What you have to do ▸ Please convert the items, from the start of the items through the line holding "xmin=435 ymin=371 xmax=462 ymax=415" (inclusive), into a two-column CSV with columns named input and output. Give one row per item, with its text and its answer each in a single quoted field and line breaks replaced by spaces.

Saved data entries:
○ ○ ○ ○ ○

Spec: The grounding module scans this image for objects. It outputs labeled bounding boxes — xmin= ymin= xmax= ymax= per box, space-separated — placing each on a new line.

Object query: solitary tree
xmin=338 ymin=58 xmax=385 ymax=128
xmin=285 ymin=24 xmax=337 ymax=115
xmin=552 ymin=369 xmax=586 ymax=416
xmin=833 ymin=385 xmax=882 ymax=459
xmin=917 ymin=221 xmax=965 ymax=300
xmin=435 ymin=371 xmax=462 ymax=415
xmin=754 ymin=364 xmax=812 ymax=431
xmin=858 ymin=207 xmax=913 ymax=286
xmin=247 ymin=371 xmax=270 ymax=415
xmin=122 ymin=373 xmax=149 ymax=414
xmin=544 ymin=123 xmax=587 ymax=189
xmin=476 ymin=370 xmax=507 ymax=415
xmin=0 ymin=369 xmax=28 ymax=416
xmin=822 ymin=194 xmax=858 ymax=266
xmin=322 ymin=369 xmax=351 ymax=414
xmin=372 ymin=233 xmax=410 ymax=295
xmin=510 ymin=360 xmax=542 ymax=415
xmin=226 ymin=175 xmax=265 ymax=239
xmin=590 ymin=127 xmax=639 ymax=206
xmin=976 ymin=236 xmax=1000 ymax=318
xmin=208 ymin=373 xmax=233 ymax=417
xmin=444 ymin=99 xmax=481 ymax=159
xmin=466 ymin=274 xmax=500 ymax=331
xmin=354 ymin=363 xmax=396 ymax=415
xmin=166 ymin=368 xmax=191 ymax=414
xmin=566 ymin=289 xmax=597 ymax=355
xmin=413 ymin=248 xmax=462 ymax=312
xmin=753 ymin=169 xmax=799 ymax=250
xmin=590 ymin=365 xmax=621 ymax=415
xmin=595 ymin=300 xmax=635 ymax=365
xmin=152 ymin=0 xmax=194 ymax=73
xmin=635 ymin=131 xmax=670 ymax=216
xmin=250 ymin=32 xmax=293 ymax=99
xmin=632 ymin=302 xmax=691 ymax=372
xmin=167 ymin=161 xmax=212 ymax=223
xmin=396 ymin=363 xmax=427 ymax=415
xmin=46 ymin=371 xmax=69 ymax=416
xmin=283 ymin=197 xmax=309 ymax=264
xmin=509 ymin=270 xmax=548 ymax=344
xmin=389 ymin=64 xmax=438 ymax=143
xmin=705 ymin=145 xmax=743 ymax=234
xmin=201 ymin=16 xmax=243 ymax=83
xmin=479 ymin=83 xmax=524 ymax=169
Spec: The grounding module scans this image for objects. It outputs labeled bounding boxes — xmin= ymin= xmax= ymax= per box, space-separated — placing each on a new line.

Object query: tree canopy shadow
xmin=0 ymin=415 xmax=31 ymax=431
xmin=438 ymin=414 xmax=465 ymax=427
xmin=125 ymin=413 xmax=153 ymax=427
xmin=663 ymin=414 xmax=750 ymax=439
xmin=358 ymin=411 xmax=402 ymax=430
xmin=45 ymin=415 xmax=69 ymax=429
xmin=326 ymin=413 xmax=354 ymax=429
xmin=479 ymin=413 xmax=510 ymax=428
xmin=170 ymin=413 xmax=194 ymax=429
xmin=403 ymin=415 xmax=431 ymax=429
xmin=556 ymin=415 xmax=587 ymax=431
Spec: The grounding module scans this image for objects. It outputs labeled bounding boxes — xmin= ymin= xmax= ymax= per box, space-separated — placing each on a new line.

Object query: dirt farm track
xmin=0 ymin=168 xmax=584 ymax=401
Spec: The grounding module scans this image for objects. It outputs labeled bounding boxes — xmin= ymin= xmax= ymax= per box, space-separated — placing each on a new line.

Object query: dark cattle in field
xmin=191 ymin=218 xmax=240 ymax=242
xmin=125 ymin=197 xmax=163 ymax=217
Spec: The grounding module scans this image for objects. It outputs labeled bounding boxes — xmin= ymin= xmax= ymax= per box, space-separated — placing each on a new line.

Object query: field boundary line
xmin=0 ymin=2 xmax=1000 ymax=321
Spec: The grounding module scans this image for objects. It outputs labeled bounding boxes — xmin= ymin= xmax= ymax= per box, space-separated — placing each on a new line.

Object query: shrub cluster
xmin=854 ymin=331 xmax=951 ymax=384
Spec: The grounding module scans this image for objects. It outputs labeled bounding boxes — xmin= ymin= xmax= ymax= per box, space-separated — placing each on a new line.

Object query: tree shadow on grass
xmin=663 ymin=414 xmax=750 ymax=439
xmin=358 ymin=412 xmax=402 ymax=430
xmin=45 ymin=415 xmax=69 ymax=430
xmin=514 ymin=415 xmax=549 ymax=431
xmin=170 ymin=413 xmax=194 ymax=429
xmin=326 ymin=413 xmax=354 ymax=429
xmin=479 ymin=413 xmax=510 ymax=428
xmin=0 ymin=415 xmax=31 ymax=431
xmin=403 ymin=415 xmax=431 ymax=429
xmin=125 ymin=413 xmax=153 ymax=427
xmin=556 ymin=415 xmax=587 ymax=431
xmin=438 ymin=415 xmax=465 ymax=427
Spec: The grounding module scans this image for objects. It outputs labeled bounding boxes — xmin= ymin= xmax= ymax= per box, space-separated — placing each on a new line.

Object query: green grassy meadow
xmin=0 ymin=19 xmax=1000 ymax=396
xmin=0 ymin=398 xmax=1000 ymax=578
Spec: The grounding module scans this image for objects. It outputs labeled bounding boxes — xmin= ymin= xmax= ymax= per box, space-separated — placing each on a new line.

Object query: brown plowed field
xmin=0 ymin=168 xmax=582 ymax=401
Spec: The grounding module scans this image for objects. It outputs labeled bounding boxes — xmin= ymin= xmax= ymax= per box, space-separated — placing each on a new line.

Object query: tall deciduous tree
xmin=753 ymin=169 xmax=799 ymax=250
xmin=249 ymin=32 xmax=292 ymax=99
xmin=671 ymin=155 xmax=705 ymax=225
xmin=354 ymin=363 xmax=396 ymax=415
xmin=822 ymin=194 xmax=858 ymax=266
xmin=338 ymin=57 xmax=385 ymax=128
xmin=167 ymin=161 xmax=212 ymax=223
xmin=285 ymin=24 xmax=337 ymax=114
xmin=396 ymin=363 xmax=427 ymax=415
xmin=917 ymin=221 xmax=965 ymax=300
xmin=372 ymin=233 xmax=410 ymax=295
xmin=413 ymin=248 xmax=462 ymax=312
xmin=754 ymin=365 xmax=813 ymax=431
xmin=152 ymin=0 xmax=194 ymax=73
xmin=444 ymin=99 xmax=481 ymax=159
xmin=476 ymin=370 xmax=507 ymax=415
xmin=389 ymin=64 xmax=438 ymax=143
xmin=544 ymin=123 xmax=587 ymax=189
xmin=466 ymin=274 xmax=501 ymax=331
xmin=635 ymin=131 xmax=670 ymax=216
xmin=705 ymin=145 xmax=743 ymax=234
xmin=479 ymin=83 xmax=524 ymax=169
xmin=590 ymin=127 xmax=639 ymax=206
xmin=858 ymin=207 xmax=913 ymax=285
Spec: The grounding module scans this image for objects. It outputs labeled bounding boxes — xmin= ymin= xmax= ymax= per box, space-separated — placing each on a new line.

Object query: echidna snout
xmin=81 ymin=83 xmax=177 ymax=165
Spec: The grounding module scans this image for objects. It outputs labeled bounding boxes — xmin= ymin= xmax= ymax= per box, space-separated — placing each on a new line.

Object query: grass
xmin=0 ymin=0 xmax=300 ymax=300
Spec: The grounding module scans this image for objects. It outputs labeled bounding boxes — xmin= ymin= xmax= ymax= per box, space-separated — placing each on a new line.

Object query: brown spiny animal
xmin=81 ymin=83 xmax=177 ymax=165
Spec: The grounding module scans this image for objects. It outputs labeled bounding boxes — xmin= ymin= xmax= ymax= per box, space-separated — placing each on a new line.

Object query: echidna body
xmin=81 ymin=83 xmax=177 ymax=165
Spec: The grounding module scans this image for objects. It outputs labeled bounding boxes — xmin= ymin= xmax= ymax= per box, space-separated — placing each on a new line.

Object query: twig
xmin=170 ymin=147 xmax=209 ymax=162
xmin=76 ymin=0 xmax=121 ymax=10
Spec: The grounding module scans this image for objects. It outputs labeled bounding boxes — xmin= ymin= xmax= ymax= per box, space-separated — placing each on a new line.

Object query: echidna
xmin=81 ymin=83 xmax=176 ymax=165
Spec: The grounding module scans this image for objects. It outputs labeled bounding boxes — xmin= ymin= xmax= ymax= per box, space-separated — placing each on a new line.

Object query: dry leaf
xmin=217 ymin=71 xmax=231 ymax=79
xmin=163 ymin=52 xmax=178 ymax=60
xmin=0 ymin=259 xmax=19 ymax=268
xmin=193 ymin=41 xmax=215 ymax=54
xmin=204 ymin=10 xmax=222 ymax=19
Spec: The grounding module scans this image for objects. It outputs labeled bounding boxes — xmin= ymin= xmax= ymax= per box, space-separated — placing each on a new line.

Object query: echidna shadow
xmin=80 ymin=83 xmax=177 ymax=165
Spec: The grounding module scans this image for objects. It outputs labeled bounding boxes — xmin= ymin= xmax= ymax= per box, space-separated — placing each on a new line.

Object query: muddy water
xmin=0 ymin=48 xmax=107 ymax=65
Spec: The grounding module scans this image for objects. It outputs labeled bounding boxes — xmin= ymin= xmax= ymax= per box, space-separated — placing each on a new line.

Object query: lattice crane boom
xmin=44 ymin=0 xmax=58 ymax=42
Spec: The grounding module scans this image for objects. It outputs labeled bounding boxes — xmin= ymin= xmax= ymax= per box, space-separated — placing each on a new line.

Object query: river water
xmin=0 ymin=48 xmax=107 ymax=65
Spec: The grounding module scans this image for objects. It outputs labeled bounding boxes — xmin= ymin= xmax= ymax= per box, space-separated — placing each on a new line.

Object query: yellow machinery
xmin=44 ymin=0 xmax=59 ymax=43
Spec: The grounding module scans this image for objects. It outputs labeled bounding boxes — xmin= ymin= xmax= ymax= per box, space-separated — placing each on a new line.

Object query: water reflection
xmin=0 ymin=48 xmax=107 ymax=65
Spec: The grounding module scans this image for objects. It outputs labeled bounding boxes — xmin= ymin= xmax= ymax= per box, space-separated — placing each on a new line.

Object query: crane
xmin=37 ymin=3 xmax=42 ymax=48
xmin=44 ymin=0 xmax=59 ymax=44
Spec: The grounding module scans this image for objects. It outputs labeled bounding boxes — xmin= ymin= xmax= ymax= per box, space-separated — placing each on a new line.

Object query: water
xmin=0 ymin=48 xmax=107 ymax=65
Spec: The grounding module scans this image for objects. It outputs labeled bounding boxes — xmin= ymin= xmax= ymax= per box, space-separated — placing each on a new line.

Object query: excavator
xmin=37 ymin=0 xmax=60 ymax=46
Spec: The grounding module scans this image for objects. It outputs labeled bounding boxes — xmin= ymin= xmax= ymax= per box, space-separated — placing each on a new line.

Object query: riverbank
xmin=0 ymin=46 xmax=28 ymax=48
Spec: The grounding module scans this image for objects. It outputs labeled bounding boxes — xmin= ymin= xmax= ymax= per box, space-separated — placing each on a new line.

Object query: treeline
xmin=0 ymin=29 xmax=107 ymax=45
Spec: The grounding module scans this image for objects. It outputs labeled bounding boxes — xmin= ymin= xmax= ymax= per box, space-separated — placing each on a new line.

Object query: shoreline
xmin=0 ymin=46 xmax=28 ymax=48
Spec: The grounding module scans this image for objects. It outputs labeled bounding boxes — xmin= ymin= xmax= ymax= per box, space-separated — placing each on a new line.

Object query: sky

○ ○ ○ ○ ○

Task output ▸
input,output
"Spec: The grounding module scans this image for objects. It outputs labeled bounding boxes — xmin= ymin= xmax= ymax= per box, space-separated — placing each on a new line. Object query: solitary tree","xmin=338 ymin=58 xmax=385 ymax=128 xmin=285 ymin=24 xmax=337 ymax=115 xmin=552 ymin=369 xmax=586 ymax=416 xmin=833 ymin=385 xmax=882 ymax=459 xmin=917 ymin=221 xmax=965 ymax=300 xmin=435 ymin=371 xmax=462 ymax=415"